El rol primigenio, inventor y estructurador de los acordes que sentaron las bases que a su vez devinieron en la consolidación de la música de acordeón por parte del campesino guajiro e ínclito rapsoda Francisco Moscote Guerra es uno de los asuntos cruciales y generadores de discrepancias de cierta amplitud. Tesis encontradas y hasta rencillas personales han sido contexto habitual desde que la melodía vallenata dio ese salto con pértiga, al trascender de la indiferencia y el desprecio de las aristocracias regionales de antaño hasta convertirse en Patrimonio Inmaterial de la Humanidad. Lo que de ninguna forma es un asunto menor.

Instrucción
Actualiza el tramo del artículo que va desde "El rol primigenio, inventor" hasta "un asunto menor." y cambia "rapsoda" por "juglar".

Material extraído
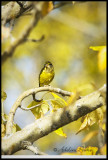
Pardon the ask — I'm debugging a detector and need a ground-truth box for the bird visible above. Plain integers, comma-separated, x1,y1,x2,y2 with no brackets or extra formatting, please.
39,61,55,87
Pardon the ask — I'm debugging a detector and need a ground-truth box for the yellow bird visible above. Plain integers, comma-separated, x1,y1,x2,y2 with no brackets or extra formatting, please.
39,61,55,87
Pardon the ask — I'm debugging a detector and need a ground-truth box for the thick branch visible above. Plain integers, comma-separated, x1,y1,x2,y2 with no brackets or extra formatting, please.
6,86,72,135
2,85,106,154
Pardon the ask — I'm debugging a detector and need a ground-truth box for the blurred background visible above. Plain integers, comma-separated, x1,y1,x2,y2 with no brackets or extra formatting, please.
2,1,106,155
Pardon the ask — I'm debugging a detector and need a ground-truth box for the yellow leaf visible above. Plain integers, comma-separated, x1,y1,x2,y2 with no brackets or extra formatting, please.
100,144,106,155
51,92,67,111
27,101,49,119
76,116,88,134
42,1,53,16
77,146,98,155
1,91,7,101
54,128,67,138
90,46,106,72
76,108,103,134
1,124,6,137
82,131,98,143
51,92,67,105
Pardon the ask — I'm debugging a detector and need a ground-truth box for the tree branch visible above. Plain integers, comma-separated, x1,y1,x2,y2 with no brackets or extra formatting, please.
6,86,72,135
21,141,47,155
2,85,106,154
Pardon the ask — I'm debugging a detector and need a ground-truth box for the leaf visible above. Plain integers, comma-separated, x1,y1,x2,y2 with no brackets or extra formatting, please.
27,101,50,119
51,92,67,105
51,93,67,111
1,124,6,137
76,108,103,134
12,123,21,133
82,131,98,143
76,116,88,134
1,114,21,137
90,46,106,72
42,1,53,16
54,128,67,138
1,91,7,101
77,146,98,155
100,144,106,155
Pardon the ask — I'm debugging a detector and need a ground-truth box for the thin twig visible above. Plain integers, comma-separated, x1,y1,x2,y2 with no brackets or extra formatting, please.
21,141,47,155
2,2,42,63
2,85,106,154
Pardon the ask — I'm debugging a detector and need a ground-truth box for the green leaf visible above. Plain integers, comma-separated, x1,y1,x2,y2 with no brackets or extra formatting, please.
54,128,67,138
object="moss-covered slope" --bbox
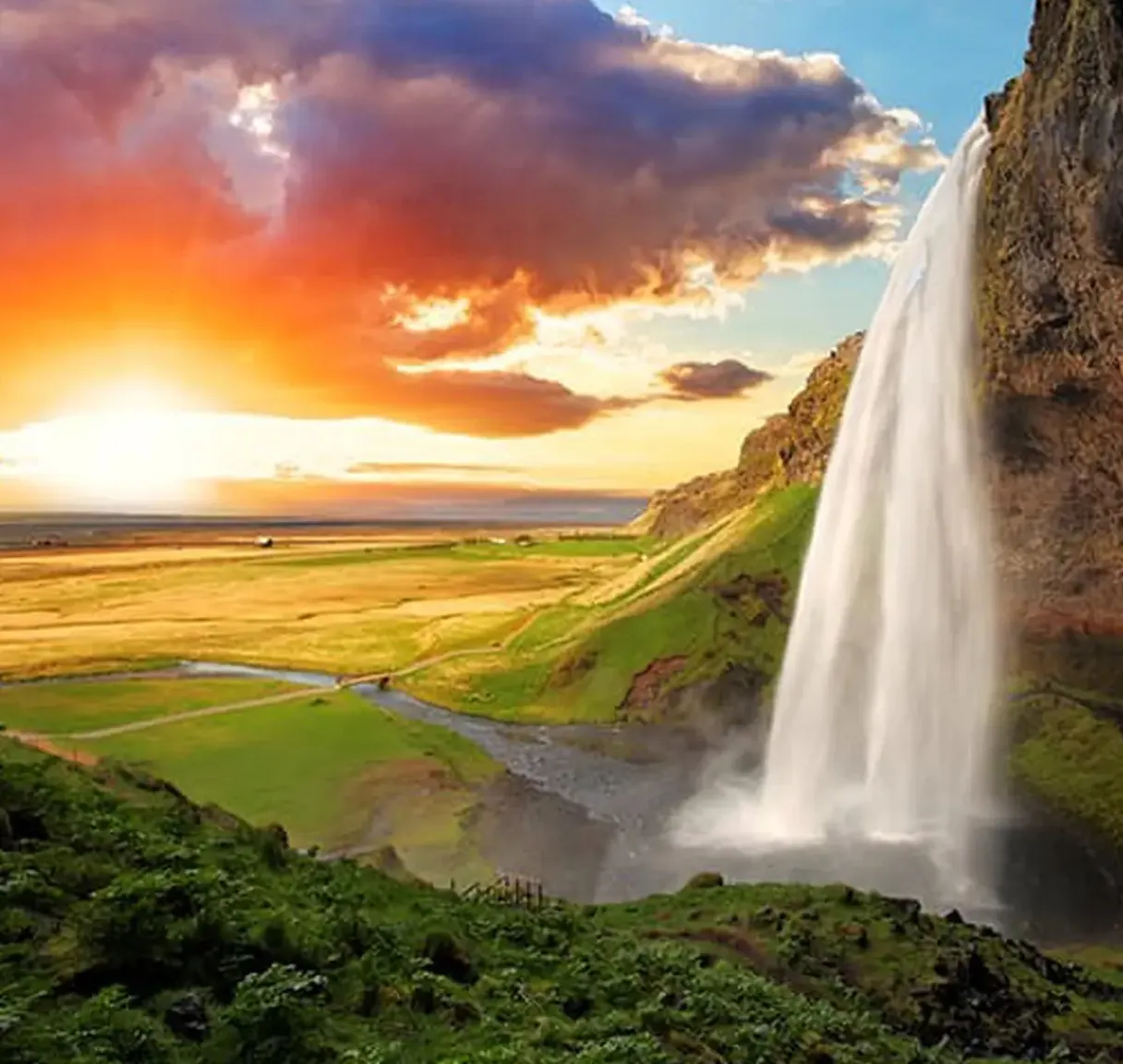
[6,742,1123,1064]
[635,332,863,536]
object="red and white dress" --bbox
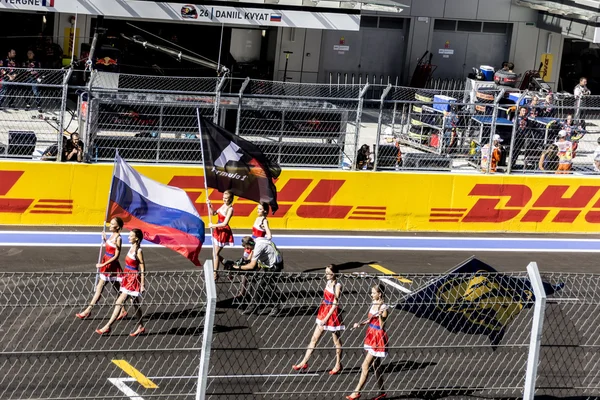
[121,247,142,297]
[99,237,123,281]
[252,218,267,239]
[365,304,388,357]
[317,281,346,332]
[213,209,233,247]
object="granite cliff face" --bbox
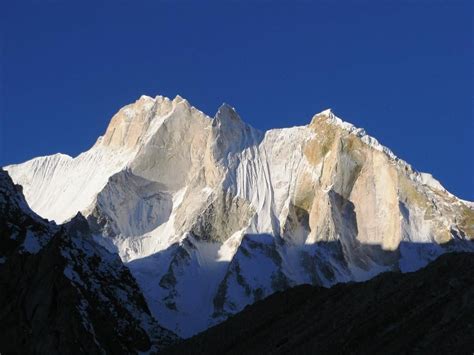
[6,96,474,337]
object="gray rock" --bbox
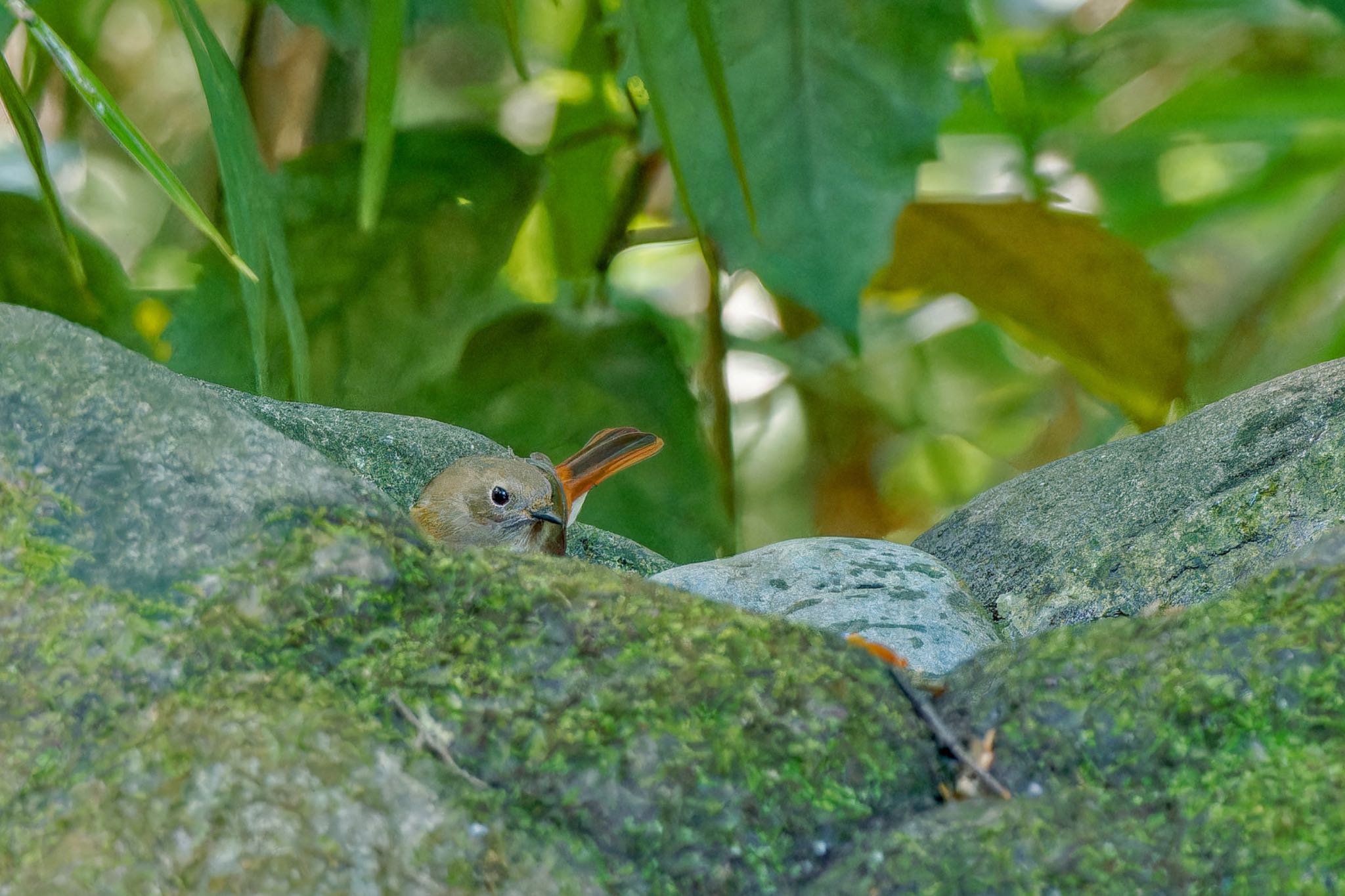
[0,305,669,591]
[915,360,1345,634]
[652,539,1000,675]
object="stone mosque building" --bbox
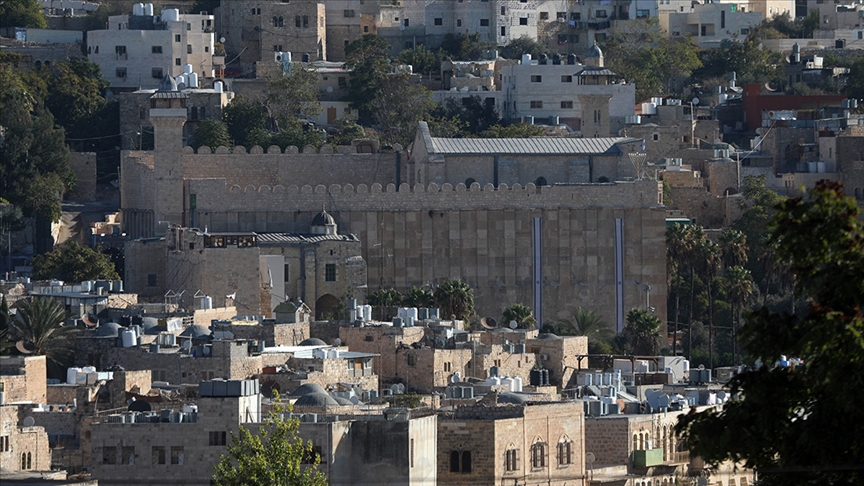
[121,77,666,326]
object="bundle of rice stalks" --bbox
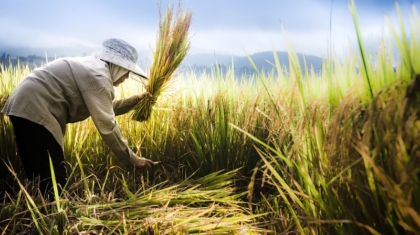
[132,7,192,121]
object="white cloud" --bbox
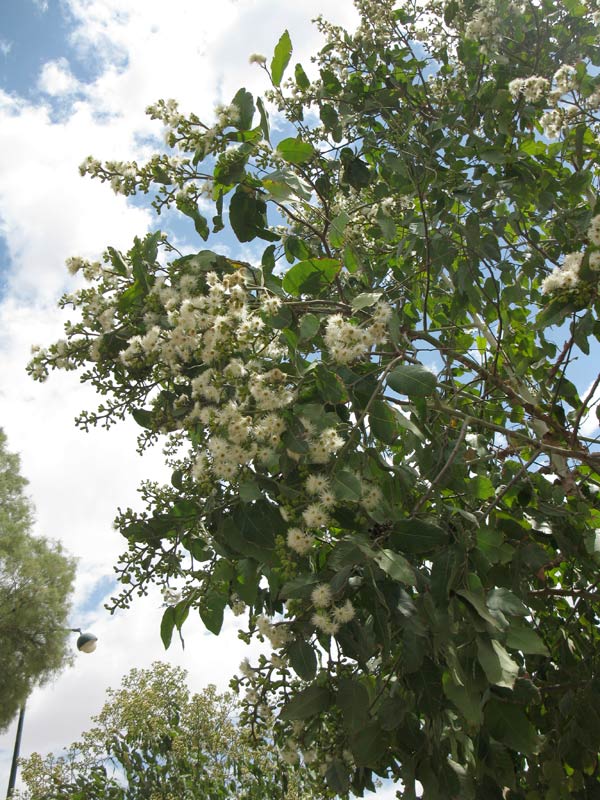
[579,381,600,436]
[38,57,79,97]
[0,0,364,782]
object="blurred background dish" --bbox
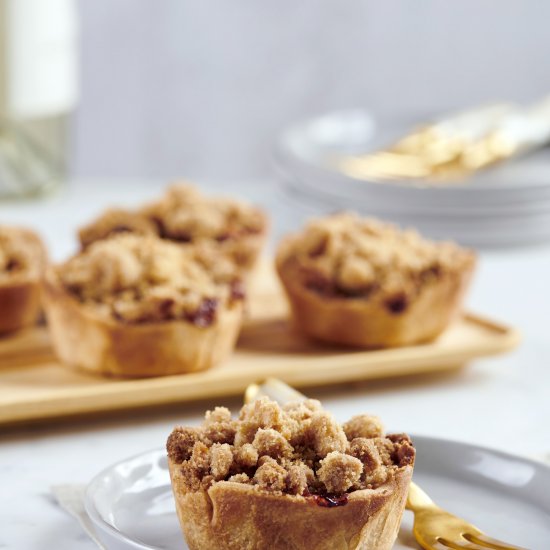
[274,110,550,247]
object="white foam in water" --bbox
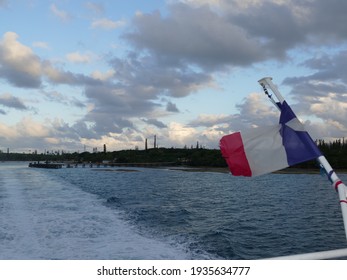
[0,163,190,259]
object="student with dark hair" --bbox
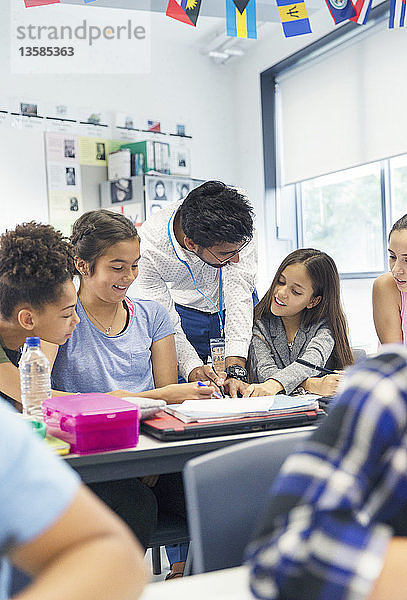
[51,209,215,576]
[0,223,168,560]
[0,401,147,600]
[0,222,149,597]
[247,345,407,600]
[52,209,215,403]
[245,248,353,396]
[373,214,407,344]
[137,181,257,396]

Resultado
El rol primigenio, inventor y estructurador de los acordes que sentaron las bases que a su vez devinieron en la consolidación de la música de acordeón por parte del campesino guajiro e ínclito juglar Francisco Moscote Guerra es uno de los asuntos cruciales y generadores de discrepancias de cierta amplitud. Tesis encontradas y hasta rencillas personales han sido contexto habitual desde que la melodía vallenata dio ese salto con pértiga, al trascender de la indiferencia y el desprecio de las aristocracias regionales de antaño hasta convertirse en Patrimonio Inmaterial de la Humanidad. Lo que de ninguna forma es un asunto menor.